● **What this exercise asks**:
1. Answer these questions using the article on the thesis competition:
(a) Which organization sponsored the competition?
(b) Who is Fouladi's faculty adviser?
(c) How long would a typical 80,000-word thesis take to present?
2. Carry the article on the thesis competition forward from its final paragraph.

● **Excerpt provided**:

☆ ☆ ☆ ☆ ☆

Doctoral student wins communication competition
Published February 2018
A graduate student studying results of weight-reduction surgery delivered the top presentation at NDSU's Three Minute Thesis Competition hosted by the College of Graduate and Interdisciplinary Studies on Feb 22. The competition was sponsored by Sanford Health.
Farnaz Fouladi, a doctoral student in pharmaceutical sciences, earned the $1,000 prize for her presentation titled “The role of the gut bacteria in weight loss surgery.” Fouladi’s faculty adviser is Kristine Steffen, associate professor of pharmaceutical sciences.
“This means a lot to me because we have been working on this project for years, and I am excited to explain it to everyone,” said Fouladi, who is pursuing a post-doctoral research position for after graduation and planning a career in academia. “When I see that everyone can understand what we have done and the outcome, that makes me even more happy and excited to do continued research.”
A typical 80,000-word thesis would take nine hours to present; the participants are given just three minutes. The competition features graduate students from a variety of disciplines explaining the goals and value of their research in terms relevant to government officials, media, future employers and funding organization representatives. An important point of the competition is to simplify complicated subject matter into language most people can relate to – an important skill as students seek employment.
“In the future, I’ll have job interviews and I’ll need to talk with people who are not in the field or don’t have a background in research. This experience gives me the ability to explain in a way that everyone can understand and see what can be done in the future,” Fouladi said.

☆ ☆ ☆ ☆ ☆

● **Collected data**:
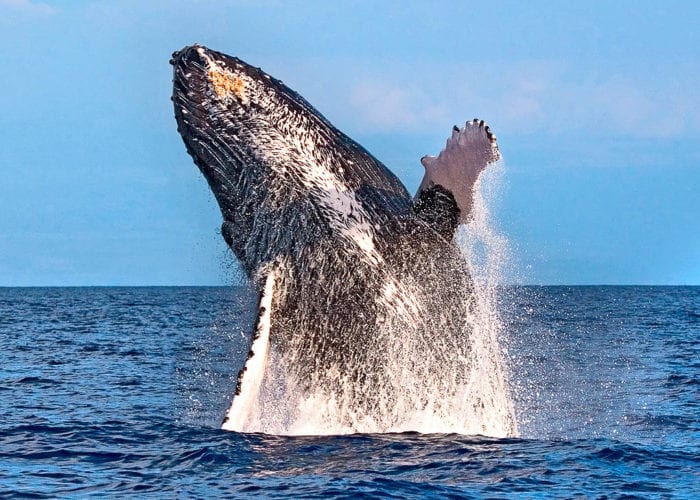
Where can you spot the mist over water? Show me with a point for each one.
(441, 387)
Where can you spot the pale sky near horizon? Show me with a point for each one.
(595, 104)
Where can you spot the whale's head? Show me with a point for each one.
(242, 127)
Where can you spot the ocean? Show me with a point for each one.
(120, 392)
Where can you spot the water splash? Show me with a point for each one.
(436, 385)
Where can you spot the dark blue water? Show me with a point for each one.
(120, 391)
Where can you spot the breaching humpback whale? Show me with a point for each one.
(364, 294)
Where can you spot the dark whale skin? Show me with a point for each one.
(365, 276)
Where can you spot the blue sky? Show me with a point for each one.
(595, 105)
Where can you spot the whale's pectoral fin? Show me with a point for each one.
(251, 375)
(455, 170)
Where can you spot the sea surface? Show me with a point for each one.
(120, 392)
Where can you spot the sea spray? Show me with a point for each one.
(426, 385)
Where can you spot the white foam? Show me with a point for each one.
(243, 404)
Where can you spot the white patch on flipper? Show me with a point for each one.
(467, 153)
(254, 368)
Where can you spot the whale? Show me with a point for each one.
(364, 296)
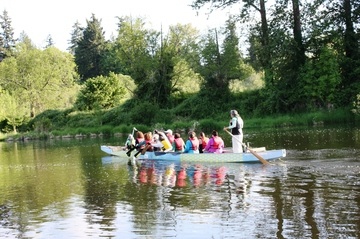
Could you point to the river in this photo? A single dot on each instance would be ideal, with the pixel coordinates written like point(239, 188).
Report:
point(68, 188)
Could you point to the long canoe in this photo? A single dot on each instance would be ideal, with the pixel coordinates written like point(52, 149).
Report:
point(226, 157)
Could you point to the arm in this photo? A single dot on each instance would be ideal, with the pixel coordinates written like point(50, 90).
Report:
point(208, 145)
point(187, 146)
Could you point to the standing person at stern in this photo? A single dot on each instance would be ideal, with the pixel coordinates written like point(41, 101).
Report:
point(236, 124)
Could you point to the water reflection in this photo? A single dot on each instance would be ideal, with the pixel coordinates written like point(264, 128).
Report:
point(71, 190)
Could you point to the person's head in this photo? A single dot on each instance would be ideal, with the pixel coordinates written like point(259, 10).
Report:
point(148, 136)
point(192, 134)
point(156, 137)
point(234, 113)
point(139, 135)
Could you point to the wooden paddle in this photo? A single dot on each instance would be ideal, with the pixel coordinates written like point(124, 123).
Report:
point(251, 151)
point(142, 151)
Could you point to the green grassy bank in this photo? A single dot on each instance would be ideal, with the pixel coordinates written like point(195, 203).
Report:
point(85, 125)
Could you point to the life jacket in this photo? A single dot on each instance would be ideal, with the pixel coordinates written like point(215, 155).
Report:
point(204, 142)
point(140, 143)
point(236, 129)
point(179, 144)
point(217, 142)
point(165, 141)
point(149, 146)
point(171, 138)
point(194, 143)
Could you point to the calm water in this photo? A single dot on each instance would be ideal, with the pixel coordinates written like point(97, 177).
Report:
point(70, 189)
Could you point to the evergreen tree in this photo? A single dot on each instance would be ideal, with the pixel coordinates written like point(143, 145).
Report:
point(76, 35)
point(49, 42)
point(89, 50)
point(7, 39)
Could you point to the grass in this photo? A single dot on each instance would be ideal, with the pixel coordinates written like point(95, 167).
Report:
point(319, 118)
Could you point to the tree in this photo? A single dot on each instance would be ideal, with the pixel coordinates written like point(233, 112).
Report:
point(40, 79)
point(12, 110)
point(222, 63)
point(7, 40)
point(101, 93)
point(89, 50)
point(49, 42)
point(76, 36)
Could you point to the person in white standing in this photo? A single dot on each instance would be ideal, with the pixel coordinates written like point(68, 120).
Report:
point(236, 124)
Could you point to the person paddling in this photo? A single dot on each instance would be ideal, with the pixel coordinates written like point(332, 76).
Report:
point(178, 144)
point(236, 124)
point(215, 144)
point(203, 140)
point(192, 144)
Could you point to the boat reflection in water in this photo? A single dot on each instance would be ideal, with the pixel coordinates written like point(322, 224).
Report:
point(169, 174)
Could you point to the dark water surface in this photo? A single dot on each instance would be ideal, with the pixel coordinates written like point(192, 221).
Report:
point(70, 189)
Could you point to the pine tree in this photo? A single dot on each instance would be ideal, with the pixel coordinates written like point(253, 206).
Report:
point(89, 50)
point(7, 41)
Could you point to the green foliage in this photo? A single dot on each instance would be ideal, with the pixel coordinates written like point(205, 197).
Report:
point(100, 93)
point(144, 113)
point(39, 80)
point(89, 49)
point(320, 80)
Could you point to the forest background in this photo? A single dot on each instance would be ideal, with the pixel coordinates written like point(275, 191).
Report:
point(300, 66)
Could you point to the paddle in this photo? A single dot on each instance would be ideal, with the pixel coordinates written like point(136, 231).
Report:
point(142, 151)
point(251, 151)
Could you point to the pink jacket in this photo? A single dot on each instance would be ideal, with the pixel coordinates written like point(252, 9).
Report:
point(215, 145)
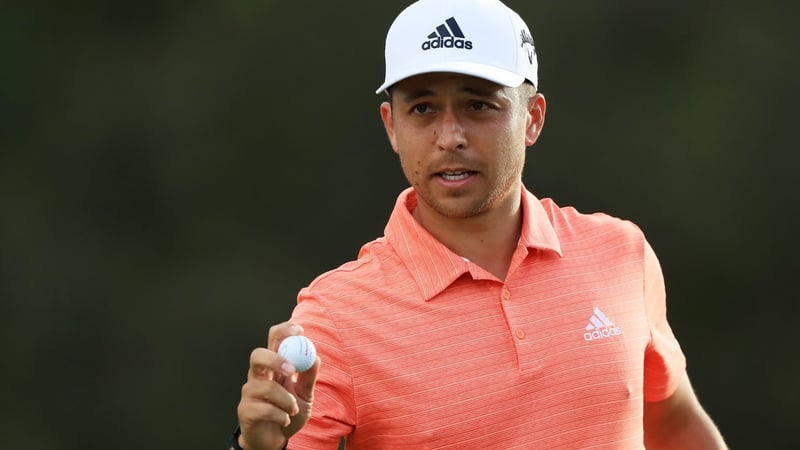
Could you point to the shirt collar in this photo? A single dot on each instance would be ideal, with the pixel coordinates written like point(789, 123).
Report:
point(434, 266)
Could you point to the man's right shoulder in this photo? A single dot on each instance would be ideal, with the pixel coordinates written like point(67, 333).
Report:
point(376, 260)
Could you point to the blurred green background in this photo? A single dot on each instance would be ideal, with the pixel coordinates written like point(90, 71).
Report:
point(172, 172)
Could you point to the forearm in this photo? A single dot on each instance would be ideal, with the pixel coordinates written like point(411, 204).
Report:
point(685, 432)
point(680, 422)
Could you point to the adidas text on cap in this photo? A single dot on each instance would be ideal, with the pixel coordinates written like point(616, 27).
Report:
point(482, 38)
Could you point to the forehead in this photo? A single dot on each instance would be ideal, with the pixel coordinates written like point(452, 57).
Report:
point(440, 83)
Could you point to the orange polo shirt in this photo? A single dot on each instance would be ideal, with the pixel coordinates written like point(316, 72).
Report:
point(422, 349)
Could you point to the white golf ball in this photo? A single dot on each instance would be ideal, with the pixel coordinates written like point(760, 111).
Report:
point(299, 351)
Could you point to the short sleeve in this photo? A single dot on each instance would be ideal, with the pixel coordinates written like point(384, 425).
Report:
point(664, 362)
point(333, 413)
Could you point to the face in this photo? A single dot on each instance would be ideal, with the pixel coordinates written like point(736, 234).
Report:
point(462, 141)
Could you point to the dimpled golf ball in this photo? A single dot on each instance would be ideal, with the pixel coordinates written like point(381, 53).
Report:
point(299, 351)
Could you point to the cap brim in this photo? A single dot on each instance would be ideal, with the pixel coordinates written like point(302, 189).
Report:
point(487, 72)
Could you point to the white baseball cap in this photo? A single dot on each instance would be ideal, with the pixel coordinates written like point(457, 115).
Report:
point(482, 38)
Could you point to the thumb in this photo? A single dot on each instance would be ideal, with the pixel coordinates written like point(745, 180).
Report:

☆ ☆ ☆ ☆ ☆

● **Expected results**:
1.
(a) Sanford Health
(b) Kristine Steffen, associate professor of pharmaceutical sciences
(c) Nine hours

2.
A total of 40 graduate students started the initial rounds of the NDSU competition, and Fouladi was selected from a field of six finalists. The other finalists, who each received $250, included:
• Shrinidh Joshi, pharmaceutical sciences, “Designer stem cells for the treatment of diabetic complications: The future is now.” Adviser: Yagna Jarajapu, associate professor of pharmaceutical sciences
• Cecilia Monclova-Santana, plant pathology, “Rust: a dry bean disease story in North Dakota.” Adviser: Julie Pasche, assistant professor of plant pathology
• Seseer Mou-Danha, communication, “Nothing, nothing justifies terrorism.” Adviser: Charles Okigbo, professor of communication
• Amreen Mughal, pharmaceutical sciences, “Apelin: a guardian for vascular diseases?” Adviser: Stephen O’Rourke, professor of pharmaceutical science
• Suresh Niraula, environmental and conservation sciences, “Can manure improve corn yield and reduce nitrous oxide?” Adviser: Shafiqur Rahman, associate professor of agricultural and biosystems engineering
“Our graduate students did a phenomenal job,” said Brandy Randall, associate dean of the College of Graduate and Interdisciplinary Studies. “When we have an event like this, it’s an opportunity for us all to come together to celebrate graduate education, and see the stellar talent that comes from all over the world to learn from our NDSU faculty and do work that is of regional and national significance.”
Australia's University of Queensland developed the first Three Minute Thesis competition in 2008, and the concept has spread to institutions around the world. More than 600 universities in 63 countries now hold competitions. This is the fourth time NDSU has hosted an event.
Fouladi will go on to compete at the regional competition of the Western Association of Graduate Schools in Las Vegas on March 21.